Ask HN: How do we secure our current system of 'electronic money' - slcdogood
I&#x27;m a bitcoin fanatic and I&#x27;ve even started to use the blockchain for non-bitcoin purposes. It&#x27;s s fantastic ledger for financial transactions and it&#x27;s exciting to see a multitude of companies investigating ways to use it with our real currency.<p>My questions is simple. If only a couple percent of our currency exists as cash what (if anything) is stopping a hacker or unethical banker from just adding $1,000,000 to their the database entry for their account? The government isn&#x27;t keeping logs of total balances are they? If not, who is? If I&#x27;ve learned anything in this world it&#x27;s that if you aren&#x27;t watching, someone will be exploiting...
======
patio11
_If only a couple percent of our currency exists as cash what (if anything) is
stopping a hacker or unethical banker from just adding $1,000,000 to their the
database entry for their account?_

Double-entry bookkeeping, distributed financial controls, routine accounting
audits, and the certainty of a long stint in jail once that is discovered.

- _PROBLEMS TO WORK ON_:
A. Do these statements agree with the thread? Answer yes or no for each, with the thread's deciding words quoted exactly. (i) The reply lists routine accounting audits among the safeguards. (ii) The reply says someone who inflated an account balance would face only a fine. (iii) The original post says most of the currency exists as cash.
B. Can you quote the part of the thread that opens with the words containing "Double-entry bookkeeping, distributed" and closes with "that is discovered."?
The material after the thread plays no part in what is asked here.

- _SUPPLIED DATA_:
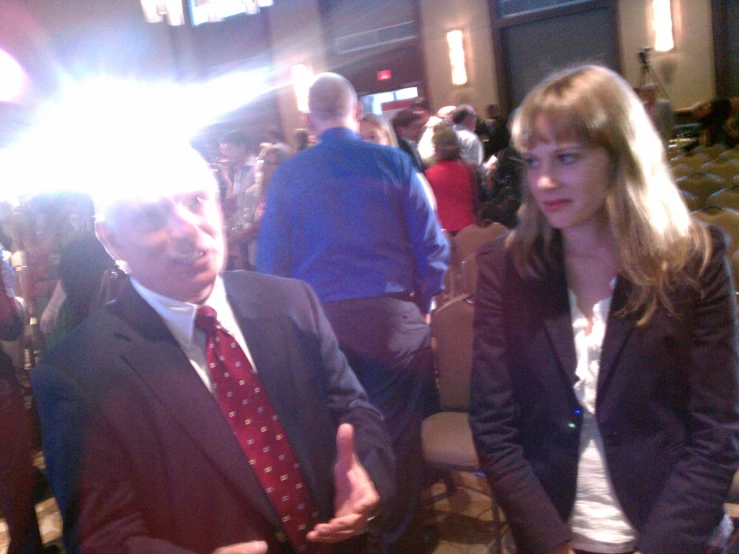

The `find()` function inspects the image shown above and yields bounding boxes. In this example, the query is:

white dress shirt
[568,278,638,554]
[131,276,256,393]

- _WORKED ANSWERS_:
A.
(i) Yes: "routine accounting audits"
(ii) No: "the certainty of a long stint in jail once that is discovered"
(iii) No: "If only a couple percent of our currency exists as cash"

B.
Double-entry bookkeeping, distributed financial controls, routine accounting
audits, and the certainty of a long stint in jail once that is discovered.